§ Goal of the exercise
Can you recast every line of the entries below as a JSON list of strings, one string per line, skipping blank lines and leaving out any picture?

§ Raw data
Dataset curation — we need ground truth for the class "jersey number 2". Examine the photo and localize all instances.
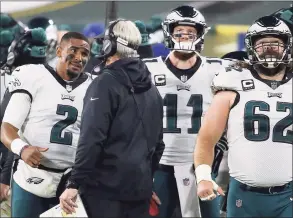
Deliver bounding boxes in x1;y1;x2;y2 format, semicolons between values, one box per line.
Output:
50;104;78;145
164;94;202;134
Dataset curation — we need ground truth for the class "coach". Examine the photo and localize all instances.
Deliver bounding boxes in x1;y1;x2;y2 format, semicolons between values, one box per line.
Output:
60;20;165;218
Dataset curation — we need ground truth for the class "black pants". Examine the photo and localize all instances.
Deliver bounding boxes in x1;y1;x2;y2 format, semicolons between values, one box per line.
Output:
81;195;150;218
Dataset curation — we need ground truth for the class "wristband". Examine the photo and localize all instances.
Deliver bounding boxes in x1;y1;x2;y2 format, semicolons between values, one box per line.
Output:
10;138;28;156
195;164;213;184
65;180;78;189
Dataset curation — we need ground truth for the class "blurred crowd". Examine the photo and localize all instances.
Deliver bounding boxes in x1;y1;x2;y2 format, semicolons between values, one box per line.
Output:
0;12;169;71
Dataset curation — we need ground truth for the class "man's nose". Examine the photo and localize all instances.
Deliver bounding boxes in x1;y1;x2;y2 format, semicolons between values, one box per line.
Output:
74;52;82;61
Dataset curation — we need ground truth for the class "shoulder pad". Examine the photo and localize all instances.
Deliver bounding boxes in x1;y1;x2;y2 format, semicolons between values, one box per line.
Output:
211;67;251;93
201;57;223;65
8;64;47;100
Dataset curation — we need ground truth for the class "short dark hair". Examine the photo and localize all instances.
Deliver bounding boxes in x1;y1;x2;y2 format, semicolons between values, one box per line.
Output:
60;32;90;44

§ Correct output
[
  "Dataset curation — we need ground truth for the class \"jersey number 2\". Examine the photo and localize all instances.",
  "Deliver bounding boxes in x1;y1;x2;y2 format, semicolons between values, one box per line.",
  "Output:",
  "50;104;78;145",
  "164;94;202;134",
  "Dataset curation — we need ground truth for the class \"coach\". Examine the photo and localize all instances.",
  "Deliver bounding boxes in x1;y1;x2;y2 format, semicolons between values, one box per line.",
  "Output:",
  "60;20;165;218",
  "Dataset curation — we need ground truth for the class \"black pants\". Examine the photo and localize all instances.",
  "Deliver bounding boxes in x1;y1;x2;y2 format, semicolons between values, one box per line.",
  "Output:",
  "81;195;150;218",
  "Dataset curation — we need ground truth for the class \"wristband\". Examine the photo and localize all instances.",
  "Deliver bounding boxes in x1;y1;x2;y2 format, semicolons between values, one box per line.",
  "Output:",
  "10;138;28;156",
  "195;164;213;184",
  "65;180;78;189",
  "Dataset curation — we need ground truth for the class \"blurred crowd\". Examine the photo and localize all instances.",
  "Deliver bounding boxes in x1;y1;x2;y2 format, semicolons between values, one box per line.",
  "Output:",
  "0;12;169;71",
  "Dataset curation — we need ground truth for the class \"man's nose\". Examine the photo and localize all instances.",
  "Deliver bounding boxes in x1;y1;x2;y2 format, semicolons between values, one box per line.",
  "Output:",
  "74;52;82;61",
  "Dataset curation — we need ground truth for the class \"shoulder pad\". Examine the photo and localize all instances.",
  "Deliver bounding boxes in x1;y1;x2;y2 format, semicolons between values, one box per line.",
  "Output:",
  "211;67;251;93",
  "201;57;223;65",
  "8;64;47;100",
  "Dataset curation — we need ground truth for the class \"short dark hair\". Examine the photo and localize all instances.",
  "Deliver bounding boxes in x1;y1;x2;y2 format, semicolons between values, one box per line.",
  "Output:",
  "60;32;90;44"
]